Point annotation dataset records
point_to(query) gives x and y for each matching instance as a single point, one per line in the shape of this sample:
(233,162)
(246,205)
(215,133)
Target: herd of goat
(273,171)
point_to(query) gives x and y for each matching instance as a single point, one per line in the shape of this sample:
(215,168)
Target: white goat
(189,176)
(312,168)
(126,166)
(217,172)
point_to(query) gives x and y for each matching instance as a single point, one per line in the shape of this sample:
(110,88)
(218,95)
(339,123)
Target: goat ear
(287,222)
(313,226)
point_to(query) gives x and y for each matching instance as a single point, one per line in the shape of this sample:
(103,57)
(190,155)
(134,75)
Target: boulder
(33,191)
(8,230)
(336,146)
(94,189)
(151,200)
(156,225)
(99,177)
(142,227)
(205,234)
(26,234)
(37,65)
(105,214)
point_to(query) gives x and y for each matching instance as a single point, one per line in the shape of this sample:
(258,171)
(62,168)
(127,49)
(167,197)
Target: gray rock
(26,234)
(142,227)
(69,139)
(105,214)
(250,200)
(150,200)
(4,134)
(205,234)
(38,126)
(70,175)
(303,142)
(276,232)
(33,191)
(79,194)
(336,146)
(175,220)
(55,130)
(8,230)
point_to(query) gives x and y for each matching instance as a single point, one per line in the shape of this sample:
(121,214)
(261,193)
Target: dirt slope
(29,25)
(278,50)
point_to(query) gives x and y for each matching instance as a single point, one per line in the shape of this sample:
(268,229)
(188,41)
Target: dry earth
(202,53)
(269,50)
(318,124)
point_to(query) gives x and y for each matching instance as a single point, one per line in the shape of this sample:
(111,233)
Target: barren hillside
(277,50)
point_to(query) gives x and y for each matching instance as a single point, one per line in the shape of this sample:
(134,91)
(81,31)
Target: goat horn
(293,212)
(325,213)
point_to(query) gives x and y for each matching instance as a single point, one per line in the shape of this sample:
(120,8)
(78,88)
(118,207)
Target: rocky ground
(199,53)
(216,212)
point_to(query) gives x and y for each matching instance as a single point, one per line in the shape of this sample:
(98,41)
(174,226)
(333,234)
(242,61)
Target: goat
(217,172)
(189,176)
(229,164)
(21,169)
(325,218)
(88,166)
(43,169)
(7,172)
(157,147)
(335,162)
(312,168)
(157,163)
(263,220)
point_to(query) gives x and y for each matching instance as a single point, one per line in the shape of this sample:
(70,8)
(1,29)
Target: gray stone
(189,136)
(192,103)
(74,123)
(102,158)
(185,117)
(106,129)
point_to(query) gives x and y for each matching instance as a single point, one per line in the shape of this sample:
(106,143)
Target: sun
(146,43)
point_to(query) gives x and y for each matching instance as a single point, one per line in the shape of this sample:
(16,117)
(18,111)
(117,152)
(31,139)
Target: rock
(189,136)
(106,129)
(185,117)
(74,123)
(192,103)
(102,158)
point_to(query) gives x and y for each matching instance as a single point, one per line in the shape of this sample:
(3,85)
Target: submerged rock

• What is expected
Retype all of the entries precisely as they are.

• Answer to this exercise
point_to(query) gives x and y for each matching instance as a single point, one per line in the shape of this sample:
(233,162)
(246,205)
(215,133)
Target: herd of goat
(273,171)
point_to(query) gives x and y for each matching instance as a single point, one per line in the shape of this sample:
(215,168)
Target: white goat
(189,176)
(312,168)
(126,166)
(217,172)
point_to(query) gives x and y for each matching instance as a single point, one per line in the shape of this sample:
(110,88)
(218,95)
(339,123)
Target: goat ear
(287,222)
(313,226)
point_to(query) gives x and y for each matching instance as a single point, one per line in the shape of this sample:
(103,57)
(190,155)
(134,75)
Target: boulder
(33,191)
(8,230)
(336,146)
(94,189)
(151,200)
(156,225)
(99,177)
(142,227)
(205,234)
(26,234)
(37,65)
(105,214)
point_to(query) gives x and y for each matching instance as a single point, one per line in the shape of this sample:
(258,171)
(62,168)
(127,49)
(167,197)
Target: gray rock
(26,234)
(142,227)
(69,139)
(105,214)
(250,200)
(150,200)
(4,134)
(205,234)
(38,126)
(70,175)
(303,142)
(276,232)
(33,191)
(79,194)
(336,146)
(175,220)
(55,130)
(8,230)
point_to(query) gives x and y for each matching instance as a single point, one per line in the shape of this sample:
(121,214)
(261,193)
Target: dirt slope
(29,25)
(278,50)
point_to(query) gives x and y for each matching instance as a single point, one per line in the shape of this sample:
(268,229)
(188,41)
Target: dry earth
(202,53)
(269,50)
(318,124)
point_to(query) gives x and y for each matching instance as a single point, one per line in the shape of this sample:
(111,233)
Target: barren hillside
(277,50)
point_to(query) gives x and y for each matching instance as a single point, one per line in the shape of this sample:
(134,91)
(81,31)
Target: goat horn
(293,212)
(325,213)
point_to(query) gives x and y for each matching instance as a single point, one per line in the shape of this sample:
(120,8)
(78,88)
(118,207)
Target: rocky ground
(199,53)
(216,212)
point_to(query) gives x and y for each matching instance as a single point, one per line in the shape of this sample:
(98,41)
(174,226)
(333,234)
(242,61)
Target: goat
(217,172)
(189,176)
(229,164)
(21,169)
(325,218)
(88,166)
(43,169)
(7,172)
(157,147)
(335,162)
(312,168)
(157,163)
(263,220)
point_to(query) gives x and y for each matching instance as a single point, one per line in the shape of this sample:
(70,8)
(1,29)
Target: gray stone
(189,136)
(192,103)
(74,123)
(102,158)
(185,117)
(106,129)
point_to(query) gives x and y for each matching instance as a single point, one per line in the shape of this sample:
(106,143)
Target: sun
(146,43)
point_to(query) gives x and y for each matching instance as a single point, one per line in the shape of this sample:
(16,117)
(18,111)
(117,152)
(31,139)
Target: rock
(189,136)
(106,129)
(185,117)
(74,123)
(192,103)
(102,158)
point_to(query) gives x and y for each matching instance as a single point, one per line in the shape of this sample:
(3,85)
Target: submerged rock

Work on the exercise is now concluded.